Population (2021-06-30)
- • Total: 261
- • Density: 57/km^{2} (150/sq mi)
- Time zone: UTC+01:00 (CET)
- • Summer (DST): UTC+02:00 (CEST)
- Postal codes: 35789
- Dialling codes: 06472
- Vehicle registration: LM

= Rohnstadt =

Rohnstadt is a village (Ortsteil) of the municipality of Weilmünster in the district of Limburg-Weilburg in central Hesse. It has around 260 inhabitants (2021).

==Geography==
Rohnstadt is located in the eastern Hintertaunus, about three kilometers southwest of the Weilmünster core, embedded in a high hollow between the Hofwald, Hühnerküppel, Riesenkopf and Steinchen elevations in the Taunus Nature Park. The highest elevation in the district is the Hühnerküppel at 369 m above sea level.
Neighboring towns are Laubuseschbach (west), Weilmünster (north) and Langenbach (southeast).

==History==
Celtic fortifications (ring walls) on the Riesenkopf, the Riesenburg, and on the Hühnerkuppel indicate an older settlement in this area. Archaeological finds allow a classification into the late Hallstatt period or the early and late La Tène period. A prehistoric long-distance route, the so-called Hessenstrasse (also called Hünerstrasse), which connected the Rhineland with northern Hesse, used to take its course here.

▸ **Data records**
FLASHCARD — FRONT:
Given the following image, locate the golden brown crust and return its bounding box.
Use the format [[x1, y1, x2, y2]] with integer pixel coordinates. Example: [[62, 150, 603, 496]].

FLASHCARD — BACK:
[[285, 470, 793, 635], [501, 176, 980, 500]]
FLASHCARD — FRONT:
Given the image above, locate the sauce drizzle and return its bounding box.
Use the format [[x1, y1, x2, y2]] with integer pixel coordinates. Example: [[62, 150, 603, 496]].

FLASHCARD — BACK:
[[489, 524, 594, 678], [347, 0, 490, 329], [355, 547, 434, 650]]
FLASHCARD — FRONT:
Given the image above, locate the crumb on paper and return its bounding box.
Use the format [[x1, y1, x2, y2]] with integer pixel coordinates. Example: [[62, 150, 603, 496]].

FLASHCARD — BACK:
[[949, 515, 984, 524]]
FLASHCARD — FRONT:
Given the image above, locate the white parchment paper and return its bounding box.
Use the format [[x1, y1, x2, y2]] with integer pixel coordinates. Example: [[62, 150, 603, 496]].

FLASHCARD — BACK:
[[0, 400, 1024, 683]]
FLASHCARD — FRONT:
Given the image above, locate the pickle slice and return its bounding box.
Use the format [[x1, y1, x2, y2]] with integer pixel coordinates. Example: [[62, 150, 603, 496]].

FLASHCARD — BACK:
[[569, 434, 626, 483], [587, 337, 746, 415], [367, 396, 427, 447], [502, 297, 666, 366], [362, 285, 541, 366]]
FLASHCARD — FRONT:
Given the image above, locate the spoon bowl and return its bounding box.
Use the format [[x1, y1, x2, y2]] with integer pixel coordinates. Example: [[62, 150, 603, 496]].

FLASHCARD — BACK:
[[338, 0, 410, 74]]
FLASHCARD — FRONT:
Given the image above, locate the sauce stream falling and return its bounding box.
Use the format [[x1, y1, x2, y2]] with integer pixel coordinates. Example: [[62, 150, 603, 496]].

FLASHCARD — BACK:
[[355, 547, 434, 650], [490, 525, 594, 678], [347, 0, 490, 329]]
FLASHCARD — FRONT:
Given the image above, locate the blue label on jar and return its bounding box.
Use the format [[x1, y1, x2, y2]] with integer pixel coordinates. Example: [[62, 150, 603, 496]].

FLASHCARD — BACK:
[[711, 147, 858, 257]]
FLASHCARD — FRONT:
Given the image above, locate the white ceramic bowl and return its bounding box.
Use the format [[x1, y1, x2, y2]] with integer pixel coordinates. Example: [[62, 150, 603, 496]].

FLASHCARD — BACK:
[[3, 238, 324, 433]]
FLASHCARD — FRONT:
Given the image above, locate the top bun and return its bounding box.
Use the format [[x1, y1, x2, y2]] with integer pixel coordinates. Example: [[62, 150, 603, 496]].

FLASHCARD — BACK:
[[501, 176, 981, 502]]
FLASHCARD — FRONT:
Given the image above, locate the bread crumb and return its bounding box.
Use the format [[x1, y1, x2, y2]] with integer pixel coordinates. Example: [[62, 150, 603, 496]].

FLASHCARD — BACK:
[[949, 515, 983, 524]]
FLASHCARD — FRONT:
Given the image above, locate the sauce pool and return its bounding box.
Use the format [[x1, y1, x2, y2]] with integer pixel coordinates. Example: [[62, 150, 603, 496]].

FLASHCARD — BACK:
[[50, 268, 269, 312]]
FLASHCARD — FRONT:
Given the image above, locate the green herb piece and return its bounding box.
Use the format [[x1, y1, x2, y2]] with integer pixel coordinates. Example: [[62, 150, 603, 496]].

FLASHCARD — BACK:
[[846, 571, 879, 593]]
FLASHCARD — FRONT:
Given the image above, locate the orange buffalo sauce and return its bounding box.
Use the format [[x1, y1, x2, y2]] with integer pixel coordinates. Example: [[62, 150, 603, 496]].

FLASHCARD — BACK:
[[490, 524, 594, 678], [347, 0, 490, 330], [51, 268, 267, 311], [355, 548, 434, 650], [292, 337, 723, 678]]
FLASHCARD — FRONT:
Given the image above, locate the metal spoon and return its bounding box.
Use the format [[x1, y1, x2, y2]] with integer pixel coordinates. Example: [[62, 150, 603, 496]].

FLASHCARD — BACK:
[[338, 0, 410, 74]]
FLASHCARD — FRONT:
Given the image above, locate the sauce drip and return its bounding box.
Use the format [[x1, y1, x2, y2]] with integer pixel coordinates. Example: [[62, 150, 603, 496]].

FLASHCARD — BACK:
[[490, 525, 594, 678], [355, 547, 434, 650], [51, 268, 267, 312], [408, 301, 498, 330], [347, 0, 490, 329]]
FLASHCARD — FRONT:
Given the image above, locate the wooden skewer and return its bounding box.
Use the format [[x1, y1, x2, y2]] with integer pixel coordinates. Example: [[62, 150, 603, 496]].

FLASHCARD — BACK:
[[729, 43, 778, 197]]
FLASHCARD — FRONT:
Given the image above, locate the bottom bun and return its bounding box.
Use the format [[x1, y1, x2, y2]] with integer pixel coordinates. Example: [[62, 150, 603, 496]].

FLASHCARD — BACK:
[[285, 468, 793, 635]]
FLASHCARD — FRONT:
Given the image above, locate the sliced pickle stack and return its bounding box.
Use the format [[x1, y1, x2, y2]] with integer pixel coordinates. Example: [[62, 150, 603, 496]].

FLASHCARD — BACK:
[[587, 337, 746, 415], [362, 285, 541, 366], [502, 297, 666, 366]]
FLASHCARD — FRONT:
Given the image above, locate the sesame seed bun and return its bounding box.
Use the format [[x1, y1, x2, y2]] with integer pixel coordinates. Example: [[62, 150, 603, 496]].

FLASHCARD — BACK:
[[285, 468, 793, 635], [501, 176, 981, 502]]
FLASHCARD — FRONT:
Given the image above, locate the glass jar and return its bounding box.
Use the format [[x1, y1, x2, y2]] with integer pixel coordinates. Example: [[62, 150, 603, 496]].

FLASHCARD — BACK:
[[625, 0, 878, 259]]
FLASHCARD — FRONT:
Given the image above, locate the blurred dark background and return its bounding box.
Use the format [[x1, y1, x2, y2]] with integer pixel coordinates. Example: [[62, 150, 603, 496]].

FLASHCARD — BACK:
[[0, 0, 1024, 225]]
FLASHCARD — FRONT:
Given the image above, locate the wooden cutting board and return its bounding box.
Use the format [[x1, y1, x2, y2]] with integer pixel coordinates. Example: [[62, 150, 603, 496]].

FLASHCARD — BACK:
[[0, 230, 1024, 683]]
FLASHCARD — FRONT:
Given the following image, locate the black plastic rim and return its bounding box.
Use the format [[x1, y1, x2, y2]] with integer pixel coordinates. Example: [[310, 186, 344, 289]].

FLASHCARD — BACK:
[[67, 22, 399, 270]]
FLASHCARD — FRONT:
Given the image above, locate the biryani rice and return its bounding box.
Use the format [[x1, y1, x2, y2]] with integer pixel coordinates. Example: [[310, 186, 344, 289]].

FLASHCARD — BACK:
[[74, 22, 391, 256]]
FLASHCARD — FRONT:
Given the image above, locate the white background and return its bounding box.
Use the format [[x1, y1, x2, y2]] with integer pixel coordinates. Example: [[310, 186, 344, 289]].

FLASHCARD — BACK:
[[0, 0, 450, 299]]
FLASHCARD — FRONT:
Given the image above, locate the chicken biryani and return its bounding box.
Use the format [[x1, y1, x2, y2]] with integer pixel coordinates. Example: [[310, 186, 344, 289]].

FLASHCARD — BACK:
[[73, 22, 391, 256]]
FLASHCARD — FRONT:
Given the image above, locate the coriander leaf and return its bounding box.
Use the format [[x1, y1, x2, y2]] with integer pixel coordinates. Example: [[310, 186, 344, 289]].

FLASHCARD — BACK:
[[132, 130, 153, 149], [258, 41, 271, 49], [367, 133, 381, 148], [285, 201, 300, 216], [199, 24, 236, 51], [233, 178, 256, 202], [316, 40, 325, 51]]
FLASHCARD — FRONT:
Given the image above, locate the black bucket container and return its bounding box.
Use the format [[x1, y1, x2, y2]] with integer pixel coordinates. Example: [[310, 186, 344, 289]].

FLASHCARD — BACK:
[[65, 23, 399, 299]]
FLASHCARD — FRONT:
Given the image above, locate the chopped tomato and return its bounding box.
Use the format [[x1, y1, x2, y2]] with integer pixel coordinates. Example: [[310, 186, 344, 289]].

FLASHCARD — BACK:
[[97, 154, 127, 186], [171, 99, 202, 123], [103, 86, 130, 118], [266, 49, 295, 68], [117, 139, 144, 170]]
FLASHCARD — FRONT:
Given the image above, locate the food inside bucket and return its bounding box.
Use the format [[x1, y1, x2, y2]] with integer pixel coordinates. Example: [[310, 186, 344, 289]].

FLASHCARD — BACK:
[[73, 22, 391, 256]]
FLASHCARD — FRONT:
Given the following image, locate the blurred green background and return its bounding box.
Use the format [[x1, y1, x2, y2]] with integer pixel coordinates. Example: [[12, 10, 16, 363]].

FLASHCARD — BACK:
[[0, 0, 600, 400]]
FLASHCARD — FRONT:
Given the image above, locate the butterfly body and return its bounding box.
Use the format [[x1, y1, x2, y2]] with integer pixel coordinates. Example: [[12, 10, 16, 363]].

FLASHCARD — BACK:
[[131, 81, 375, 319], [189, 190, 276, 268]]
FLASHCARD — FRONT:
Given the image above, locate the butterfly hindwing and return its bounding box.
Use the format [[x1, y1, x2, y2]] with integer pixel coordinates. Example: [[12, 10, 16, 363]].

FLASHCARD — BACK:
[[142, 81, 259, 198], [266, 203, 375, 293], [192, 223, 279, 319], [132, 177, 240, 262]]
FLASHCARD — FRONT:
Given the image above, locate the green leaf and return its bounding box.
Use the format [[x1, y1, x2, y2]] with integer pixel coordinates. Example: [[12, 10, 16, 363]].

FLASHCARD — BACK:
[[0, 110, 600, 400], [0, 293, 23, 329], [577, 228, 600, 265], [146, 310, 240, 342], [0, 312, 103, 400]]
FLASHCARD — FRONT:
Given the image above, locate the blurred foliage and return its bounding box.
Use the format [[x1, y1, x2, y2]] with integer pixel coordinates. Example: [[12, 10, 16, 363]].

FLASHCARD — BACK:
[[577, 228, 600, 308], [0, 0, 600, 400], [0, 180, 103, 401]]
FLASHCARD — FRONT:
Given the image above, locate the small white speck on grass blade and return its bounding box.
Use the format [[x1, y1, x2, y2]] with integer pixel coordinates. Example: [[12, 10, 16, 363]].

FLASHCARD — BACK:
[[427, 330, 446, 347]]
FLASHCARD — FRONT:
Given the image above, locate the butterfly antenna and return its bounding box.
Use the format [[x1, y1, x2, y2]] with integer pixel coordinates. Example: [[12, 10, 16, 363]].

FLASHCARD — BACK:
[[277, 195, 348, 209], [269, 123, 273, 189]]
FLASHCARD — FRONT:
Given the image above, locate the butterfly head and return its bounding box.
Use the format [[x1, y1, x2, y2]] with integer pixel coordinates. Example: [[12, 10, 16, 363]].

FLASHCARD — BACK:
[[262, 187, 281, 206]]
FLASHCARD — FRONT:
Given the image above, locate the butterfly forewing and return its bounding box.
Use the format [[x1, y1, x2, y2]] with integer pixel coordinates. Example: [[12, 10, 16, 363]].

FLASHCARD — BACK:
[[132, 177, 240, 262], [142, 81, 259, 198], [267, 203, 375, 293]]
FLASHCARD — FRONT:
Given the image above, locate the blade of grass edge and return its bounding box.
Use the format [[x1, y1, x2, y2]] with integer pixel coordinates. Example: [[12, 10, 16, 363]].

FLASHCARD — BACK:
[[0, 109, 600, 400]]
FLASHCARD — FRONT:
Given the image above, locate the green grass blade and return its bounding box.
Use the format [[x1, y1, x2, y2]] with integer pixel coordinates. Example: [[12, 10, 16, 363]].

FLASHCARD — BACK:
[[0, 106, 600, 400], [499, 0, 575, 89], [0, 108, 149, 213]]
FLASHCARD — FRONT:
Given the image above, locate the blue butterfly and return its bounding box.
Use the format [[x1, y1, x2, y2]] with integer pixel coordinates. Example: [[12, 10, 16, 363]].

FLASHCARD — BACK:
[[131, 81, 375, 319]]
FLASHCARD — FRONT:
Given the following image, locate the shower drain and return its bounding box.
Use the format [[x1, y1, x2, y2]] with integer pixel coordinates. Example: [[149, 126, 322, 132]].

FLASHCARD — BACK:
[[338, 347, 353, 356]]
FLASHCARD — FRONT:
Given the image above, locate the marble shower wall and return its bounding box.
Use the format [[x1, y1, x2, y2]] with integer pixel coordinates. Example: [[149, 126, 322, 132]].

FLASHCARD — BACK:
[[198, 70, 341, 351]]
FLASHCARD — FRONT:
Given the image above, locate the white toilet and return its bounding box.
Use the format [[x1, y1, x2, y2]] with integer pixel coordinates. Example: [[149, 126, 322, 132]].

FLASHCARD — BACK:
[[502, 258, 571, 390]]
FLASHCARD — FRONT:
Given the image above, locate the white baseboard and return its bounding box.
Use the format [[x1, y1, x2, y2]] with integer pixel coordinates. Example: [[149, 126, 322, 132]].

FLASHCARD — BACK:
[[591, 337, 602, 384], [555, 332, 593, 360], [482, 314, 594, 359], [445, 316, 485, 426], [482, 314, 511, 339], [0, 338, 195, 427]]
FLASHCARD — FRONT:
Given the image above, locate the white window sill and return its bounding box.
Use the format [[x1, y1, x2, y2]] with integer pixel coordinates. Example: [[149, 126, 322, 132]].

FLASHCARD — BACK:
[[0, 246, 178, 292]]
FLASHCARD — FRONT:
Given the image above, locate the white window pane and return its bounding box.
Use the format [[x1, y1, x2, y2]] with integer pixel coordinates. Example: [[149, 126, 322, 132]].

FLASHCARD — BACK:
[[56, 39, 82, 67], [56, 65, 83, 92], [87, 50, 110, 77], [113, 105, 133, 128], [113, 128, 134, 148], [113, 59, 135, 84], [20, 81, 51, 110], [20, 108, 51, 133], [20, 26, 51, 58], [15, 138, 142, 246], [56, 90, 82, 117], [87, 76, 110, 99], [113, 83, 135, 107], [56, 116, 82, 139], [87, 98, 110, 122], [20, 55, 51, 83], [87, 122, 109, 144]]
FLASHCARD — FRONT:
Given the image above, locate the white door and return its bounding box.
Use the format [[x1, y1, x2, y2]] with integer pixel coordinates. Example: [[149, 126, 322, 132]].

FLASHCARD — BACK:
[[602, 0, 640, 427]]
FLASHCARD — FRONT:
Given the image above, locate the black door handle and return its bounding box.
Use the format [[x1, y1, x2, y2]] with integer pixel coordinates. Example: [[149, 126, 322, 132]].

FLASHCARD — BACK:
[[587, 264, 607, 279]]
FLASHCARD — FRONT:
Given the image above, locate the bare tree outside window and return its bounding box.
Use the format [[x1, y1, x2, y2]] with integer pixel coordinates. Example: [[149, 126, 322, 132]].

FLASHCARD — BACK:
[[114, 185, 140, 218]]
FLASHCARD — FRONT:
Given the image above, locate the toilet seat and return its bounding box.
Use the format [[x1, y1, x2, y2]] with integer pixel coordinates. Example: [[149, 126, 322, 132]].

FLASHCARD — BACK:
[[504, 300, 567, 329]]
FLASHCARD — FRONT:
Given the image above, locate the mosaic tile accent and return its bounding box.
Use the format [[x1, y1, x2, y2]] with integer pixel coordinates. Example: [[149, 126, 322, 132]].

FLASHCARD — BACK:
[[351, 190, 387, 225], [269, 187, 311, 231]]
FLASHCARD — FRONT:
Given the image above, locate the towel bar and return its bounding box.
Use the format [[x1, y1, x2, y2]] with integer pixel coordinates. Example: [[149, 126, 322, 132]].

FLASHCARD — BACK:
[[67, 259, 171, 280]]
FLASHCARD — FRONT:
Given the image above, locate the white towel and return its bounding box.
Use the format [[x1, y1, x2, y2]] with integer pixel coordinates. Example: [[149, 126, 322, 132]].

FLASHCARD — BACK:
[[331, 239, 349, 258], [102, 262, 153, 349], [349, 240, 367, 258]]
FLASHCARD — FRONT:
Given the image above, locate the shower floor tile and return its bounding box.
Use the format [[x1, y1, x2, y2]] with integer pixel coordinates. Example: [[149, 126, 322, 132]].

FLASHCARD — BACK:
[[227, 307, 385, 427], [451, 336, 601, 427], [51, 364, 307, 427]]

▸ **Brief A**
From the Rohnstadt article, render this sentence in German: "Neighboring towns are Laubuseschbach (west), Weilmünster (north) and Langenbach (southeast)."
▸ **Brief B**
Write the next part of the Rohnstadt article, picking up after its final sentence.

▸ **Answer box A**
Nachbarorte sind Laubuseschbach (Westen), Weilmünster (Norden) und Langenbach (Südosten).

▸ **Answer box B**
The first documented mention of Rohnstadt comes from 1335, when Richwin von Elkerhausen sold his farm in Ramßhart (Rohnstadt) to his nephew Hiltwin von Elkerhausen and his wife Christine. In surviving documents from later years, the place was mentioned under the following place names (each with the year of mention): Ramshart (1408), Ransert (1495), Ranschart/Ronschart (1531), Ransshart (1538), Ranshart (1653), Ronstatt (1662), Rohnstatt (1740) and since 1824 Rohnstadt.

The oldest mine in the Oberlahn area, the Mehlbach silver, copper and lead mine, is mentioned in a document from 1495. This mine, located in the Rohnstadt district, probably only had its greatest yield in the years after 1750. The success was so great that it was celebrated by minting three so-called Ausbeutethaler. Several hundred miners earned their daily bread here. A school was even set up specifically for the children of them. Slate mining was carried out in numerous tunnels and pits in the area. Mining continued until the early 20th century.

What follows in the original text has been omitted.